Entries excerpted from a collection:

#####

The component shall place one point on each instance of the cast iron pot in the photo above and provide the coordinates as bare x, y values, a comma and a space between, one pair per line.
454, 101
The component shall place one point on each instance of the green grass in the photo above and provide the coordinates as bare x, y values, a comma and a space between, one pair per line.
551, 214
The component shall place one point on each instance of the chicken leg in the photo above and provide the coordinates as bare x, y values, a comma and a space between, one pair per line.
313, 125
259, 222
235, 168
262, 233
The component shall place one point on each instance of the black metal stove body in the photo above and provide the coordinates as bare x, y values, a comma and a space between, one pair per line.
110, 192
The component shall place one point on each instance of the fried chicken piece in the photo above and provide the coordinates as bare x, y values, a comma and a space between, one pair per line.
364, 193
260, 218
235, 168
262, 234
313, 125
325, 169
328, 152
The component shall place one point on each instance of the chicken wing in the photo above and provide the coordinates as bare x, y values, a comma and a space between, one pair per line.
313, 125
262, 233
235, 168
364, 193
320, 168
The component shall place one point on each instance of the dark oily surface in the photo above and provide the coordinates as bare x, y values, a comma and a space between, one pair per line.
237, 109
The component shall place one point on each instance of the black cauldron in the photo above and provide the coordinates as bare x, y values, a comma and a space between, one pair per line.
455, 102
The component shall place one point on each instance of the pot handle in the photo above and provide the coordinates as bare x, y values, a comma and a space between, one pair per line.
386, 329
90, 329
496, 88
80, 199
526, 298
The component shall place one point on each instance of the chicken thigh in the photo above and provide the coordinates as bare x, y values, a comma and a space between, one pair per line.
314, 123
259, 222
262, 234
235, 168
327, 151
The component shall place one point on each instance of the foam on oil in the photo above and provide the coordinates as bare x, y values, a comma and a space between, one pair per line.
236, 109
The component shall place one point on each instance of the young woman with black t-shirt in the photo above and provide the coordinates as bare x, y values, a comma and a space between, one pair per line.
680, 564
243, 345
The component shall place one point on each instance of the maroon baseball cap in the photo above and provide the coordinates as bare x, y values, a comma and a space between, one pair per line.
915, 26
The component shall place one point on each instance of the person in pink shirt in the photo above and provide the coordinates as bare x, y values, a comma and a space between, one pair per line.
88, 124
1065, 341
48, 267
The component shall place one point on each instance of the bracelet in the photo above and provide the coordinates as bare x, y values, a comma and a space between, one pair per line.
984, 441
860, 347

#####

Exercise instructions>
Repeat every one of these entries word for word.

Solution to this exercise>
The component shall place one point on each instance of the cast iron pot in the photo above and provide the coordinates as bare x, y values, a comma and a space between, one pair per line.
454, 101
The component shall place one point on each instance of the green grass in the photo above and provide the coordinates as bare x, y values, a comma and a space between, one pair per line.
551, 214
The component shall place one point on each instance of the chicken leg in the photo above and provide the coordinates as bare x, y values, a comma and a space between, one pair per line.
313, 125
259, 222
235, 168
262, 233
The component shall place one point on each instance of the black metal stove body in the photo above and provide the coordinates as bare x, y values, a comma and a space between, one pair per line.
110, 192
The component shall place one point on each instance of the fried chicken piece in the photo above and provide the coordinates as bare x, y values, a comma and a space between, one pair per line.
364, 193
260, 218
235, 168
262, 234
313, 125
325, 169
328, 152
The component shall place one point on each instance of the chicken wing in the photo above and provide the coordinates as bare x, y values, a comma and a space between, one pair per line.
313, 125
262, 233
235, 168
364, 193
320, 168
The component shall place one point on each instance of the dark oily surface in the photo above and provide the coordinates as bare x, y values, a comma and a space between, one pair per line.
237, 109
The component shall place one point on each instance of the black cauldron in the photo above and provide the coordinates as bare x, y values, a comma and a space between, one pair per line.
455, 102
The component shall place one point on each instance of the pot handle in the photo above and provide the coordinates as bare x, y values, a comma and a space between, one pair per line.
386, 329
90, 329
496, 88
80, 199
526, 298
The component shall place one point on each instance of the chicken thigh in the photo above and provide the coordinates as bare x, y values, a comma and a space between, one pair per line.
314, 123
259, 222
262, 234
235, 168
327, 151
The component shall place one point on each instance of the foam on oil in the photo above and provide the coordinates as bare x, y values, a comma and a space between, one pair per line.
236, 109
The component shall place one point on each instance of the young woman with black t-shirt in the photo above and provide the coordinates as bare x, y values, a comma and a space between, one pair per line.
680, 564
243, 345
The component shall place one point on each instance of the maroon baseball cap in the photo above and provide the coordinates as bare x, y values, a comma and a space between, one pair per line.
915, 26
The component shall place one point on each instance of the person in pink shirt in the photo above and provide the coordinates as bare x, y values, a comma and a space between, one pair per line.
88, 124
1065, 341
48, 267
The component shall place one point on each instance of the bracelet in the photo above and provide the coordinates as bare x, y values, a comma and a space between, one pair per line.
984, 441
860, 347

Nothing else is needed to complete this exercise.